THE TASK: Copy the court judgment starting at "The Public Prosecutor" and ending at "more than once.", substituting "aggravating circumstances" for "aggravating factors".

The Defendant was 21 years old at the time of offending. He is now 24 years.
The defence says this case is a type of case such as Romeo and Juliette loving stories against the position of the parents.
The Defendant has performed a custom ceremony to the Complainant and her family to show his remorse and reconciliation towards the incidents of May 2001. A letter of 18 August 2004 was produced to the Court to this effect. The Defendant and the Complainant girl are now living together as husband and wife.
Sections 28 and 97(2) of the Penal Code Act constitute the relevant provisions and they read as follows:-
"ATTEMPTS
28.(1) An attempt to commit a criminal offence is committed if any act is done or omitted with intent to commit that crime and such act or omission is a step towards the commission of that crime which is immediately connected with it, or would have been had the facts been as the offender supposed them to be.
(2) An attempt shall be committed notwithstanding that complete commission of the offence was impossible by reason of a circumstance unknown to the offender.
(3) Acts committed in mere preparation of an offence shall not constitute an offence.
(4) The commission of an attempted offence shall constitute an offence punishable in the same manner as the offence concerned.
(5) The criminal responsibility of a person committing an attempted offence who voluntarily withdraws from the attempts before the offence has been committed shall be diminished."
"UNLAWFUL SEXUAL INTERCOURSE
97.(2) No person shall have sexual intercourse with any girl under the age of 15 years but of or over the age of 13 years.
Penalty: Imprisonment for 5 years.
(3) It is no defence to a charge under this section that the girl consented or that the person charged believed that the girl was of or over the age in question.
(4) The girl shall not be charged as a party to an offence under this section."
The Public Prosecutor submits that the only reason the intercourse did not occur on the two occasions it was attempted by the Defendant, was the Complainant's vagina was too small. This made a complete commission of the intercourse impossible but was a circumstance unknown to the offender; s 28(2). These attempts are punishable in the same manner as unlawful sexual intercourse under s 97(2) and the criminal responsibility of the defendant is not diminished under s 28 (5).
The Prosecution relies on the case of PP v. Gideon [2002] VUCA 7 (CR Appeal Case No. 3 of 2001). The aggravating factors are set out as follows:-
(a) the age of the complainant girl.
(b) the breach of trust because of the domestic relationship which existed.
(c) the offending occurred more than once.
(d) she was specifically told not to tell anyone.
(e) the age of the defendant at the time of the offence was 21.

INFORMATION SUPPLIED:
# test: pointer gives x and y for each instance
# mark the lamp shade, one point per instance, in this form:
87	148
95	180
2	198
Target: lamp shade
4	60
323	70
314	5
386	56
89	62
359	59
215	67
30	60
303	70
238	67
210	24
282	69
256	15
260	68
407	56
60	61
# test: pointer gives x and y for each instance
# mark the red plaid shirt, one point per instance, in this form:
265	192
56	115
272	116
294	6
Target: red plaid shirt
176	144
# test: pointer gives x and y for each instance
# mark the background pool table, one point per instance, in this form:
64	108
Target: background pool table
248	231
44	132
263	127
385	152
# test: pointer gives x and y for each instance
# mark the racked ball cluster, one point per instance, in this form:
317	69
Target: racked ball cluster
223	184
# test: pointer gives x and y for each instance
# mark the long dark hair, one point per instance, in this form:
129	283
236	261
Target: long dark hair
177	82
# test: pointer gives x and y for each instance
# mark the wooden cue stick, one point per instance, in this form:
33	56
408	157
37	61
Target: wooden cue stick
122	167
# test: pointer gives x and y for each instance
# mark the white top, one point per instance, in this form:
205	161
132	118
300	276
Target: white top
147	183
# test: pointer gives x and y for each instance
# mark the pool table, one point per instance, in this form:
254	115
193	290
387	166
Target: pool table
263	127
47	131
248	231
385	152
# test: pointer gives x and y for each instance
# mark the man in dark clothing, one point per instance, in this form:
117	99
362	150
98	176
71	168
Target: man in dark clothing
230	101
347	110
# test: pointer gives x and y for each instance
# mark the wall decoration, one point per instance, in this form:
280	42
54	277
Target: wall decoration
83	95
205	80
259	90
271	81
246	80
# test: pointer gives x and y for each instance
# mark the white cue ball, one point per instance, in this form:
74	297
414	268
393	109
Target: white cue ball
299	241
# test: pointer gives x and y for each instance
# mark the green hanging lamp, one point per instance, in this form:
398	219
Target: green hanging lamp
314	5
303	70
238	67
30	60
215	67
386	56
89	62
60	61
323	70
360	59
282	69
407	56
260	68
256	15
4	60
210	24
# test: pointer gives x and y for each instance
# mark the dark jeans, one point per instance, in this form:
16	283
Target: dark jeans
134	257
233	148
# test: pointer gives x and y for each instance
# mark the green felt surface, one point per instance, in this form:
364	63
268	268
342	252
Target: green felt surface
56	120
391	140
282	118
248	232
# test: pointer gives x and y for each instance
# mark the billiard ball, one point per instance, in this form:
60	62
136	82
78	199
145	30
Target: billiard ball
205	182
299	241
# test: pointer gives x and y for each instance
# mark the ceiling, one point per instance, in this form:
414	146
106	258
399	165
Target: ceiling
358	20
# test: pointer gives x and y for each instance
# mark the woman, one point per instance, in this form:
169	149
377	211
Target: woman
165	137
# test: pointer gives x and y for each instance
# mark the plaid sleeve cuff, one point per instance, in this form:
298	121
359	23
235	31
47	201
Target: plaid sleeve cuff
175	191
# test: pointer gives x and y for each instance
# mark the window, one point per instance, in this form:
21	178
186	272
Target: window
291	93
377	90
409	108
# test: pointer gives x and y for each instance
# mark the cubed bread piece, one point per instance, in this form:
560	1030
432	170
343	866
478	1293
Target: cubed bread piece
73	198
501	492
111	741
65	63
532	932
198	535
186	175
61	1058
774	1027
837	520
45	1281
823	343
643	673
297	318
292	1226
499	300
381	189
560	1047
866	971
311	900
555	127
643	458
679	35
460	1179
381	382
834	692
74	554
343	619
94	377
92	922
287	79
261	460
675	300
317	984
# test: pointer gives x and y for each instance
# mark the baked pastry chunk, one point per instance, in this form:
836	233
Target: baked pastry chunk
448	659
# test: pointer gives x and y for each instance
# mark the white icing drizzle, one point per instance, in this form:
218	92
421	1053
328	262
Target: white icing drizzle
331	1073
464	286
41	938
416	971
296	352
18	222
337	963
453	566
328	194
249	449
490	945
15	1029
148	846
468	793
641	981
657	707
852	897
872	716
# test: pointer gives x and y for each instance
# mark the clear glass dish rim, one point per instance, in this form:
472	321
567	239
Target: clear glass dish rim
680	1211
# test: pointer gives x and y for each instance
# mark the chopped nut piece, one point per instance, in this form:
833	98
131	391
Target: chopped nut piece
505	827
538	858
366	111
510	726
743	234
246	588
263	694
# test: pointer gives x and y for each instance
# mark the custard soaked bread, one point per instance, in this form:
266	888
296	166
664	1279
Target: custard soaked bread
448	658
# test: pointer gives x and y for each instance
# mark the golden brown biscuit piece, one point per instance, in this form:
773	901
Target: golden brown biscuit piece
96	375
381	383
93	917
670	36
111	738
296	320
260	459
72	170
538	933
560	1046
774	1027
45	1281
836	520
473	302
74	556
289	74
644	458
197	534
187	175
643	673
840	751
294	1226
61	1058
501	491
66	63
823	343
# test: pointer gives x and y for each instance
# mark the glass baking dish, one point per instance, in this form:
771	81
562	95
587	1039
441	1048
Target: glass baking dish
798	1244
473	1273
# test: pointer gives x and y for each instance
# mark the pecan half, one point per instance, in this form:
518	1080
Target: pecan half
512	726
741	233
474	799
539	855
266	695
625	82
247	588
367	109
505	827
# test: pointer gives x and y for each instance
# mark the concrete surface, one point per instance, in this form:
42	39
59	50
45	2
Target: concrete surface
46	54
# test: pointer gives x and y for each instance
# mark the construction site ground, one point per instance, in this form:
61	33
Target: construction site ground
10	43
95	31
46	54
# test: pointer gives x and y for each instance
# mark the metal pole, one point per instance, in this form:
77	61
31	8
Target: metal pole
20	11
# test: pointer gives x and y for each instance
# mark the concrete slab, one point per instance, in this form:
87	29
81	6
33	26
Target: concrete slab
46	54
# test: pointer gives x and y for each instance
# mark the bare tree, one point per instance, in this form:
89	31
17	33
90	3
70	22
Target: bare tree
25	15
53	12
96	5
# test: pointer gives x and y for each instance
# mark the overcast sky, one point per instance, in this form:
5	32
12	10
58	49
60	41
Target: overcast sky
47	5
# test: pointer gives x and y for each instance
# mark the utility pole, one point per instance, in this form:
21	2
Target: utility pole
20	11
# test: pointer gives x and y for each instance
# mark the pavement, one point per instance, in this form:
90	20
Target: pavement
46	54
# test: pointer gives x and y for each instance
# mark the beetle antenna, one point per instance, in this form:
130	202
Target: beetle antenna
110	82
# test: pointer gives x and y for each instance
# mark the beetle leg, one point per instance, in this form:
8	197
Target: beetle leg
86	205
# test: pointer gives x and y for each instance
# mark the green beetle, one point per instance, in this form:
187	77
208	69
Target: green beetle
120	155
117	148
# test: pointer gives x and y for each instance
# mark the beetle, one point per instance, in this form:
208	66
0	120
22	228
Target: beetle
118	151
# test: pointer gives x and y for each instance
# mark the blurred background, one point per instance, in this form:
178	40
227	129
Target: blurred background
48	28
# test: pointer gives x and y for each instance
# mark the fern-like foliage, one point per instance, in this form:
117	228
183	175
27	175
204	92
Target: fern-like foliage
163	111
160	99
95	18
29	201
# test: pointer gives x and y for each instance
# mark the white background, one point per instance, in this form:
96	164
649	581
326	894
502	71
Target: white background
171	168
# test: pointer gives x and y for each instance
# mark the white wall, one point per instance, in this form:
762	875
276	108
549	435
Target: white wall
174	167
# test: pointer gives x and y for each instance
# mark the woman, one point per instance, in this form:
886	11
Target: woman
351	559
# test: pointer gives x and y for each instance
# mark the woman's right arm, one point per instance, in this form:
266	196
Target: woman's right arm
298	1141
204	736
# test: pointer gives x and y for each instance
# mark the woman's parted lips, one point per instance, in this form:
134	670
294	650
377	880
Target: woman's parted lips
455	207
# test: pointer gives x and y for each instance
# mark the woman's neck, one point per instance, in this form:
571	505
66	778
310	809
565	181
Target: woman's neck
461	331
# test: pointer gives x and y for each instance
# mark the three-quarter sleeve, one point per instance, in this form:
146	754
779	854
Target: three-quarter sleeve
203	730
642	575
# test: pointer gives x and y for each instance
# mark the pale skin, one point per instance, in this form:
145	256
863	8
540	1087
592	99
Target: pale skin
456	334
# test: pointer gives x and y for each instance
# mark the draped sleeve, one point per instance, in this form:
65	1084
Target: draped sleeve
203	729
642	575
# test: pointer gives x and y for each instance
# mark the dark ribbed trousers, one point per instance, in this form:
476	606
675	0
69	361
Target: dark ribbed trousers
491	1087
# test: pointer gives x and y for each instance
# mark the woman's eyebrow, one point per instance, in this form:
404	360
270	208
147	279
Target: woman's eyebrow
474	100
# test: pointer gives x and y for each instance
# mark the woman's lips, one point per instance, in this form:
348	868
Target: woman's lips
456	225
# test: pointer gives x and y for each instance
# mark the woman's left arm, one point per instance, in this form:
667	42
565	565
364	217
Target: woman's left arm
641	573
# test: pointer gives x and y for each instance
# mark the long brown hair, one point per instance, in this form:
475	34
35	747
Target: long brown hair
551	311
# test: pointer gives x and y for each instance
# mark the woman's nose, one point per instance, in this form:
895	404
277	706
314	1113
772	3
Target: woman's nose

ANSWER TO THIS PROBLEM:
The Public Prosecutor submits that the only reason the intercourse did not occur on the two occasions it was attempted by the Defendant, was the Complainant's vagina was too small. This made a complete commission of the intercourse impossible but was a circumstance unknown to the offender; s 28(2). These attempts are punishable in the same manner as unlawful sexual intercourse under s 97(2) and the criminal responsibility of the defendant is not diminished under s 28 (5).
The Prosecution relies on the case of PP v. Gideon [2002] VUCA 7 (CR Appeal Case No. 3 of 2001). The aggravating circumstances are set out as follows:-
(a) the age of the complainant girl.
(b) the breach of trust because of the domestic relationship which existed.
(c) the offending occurred more than once.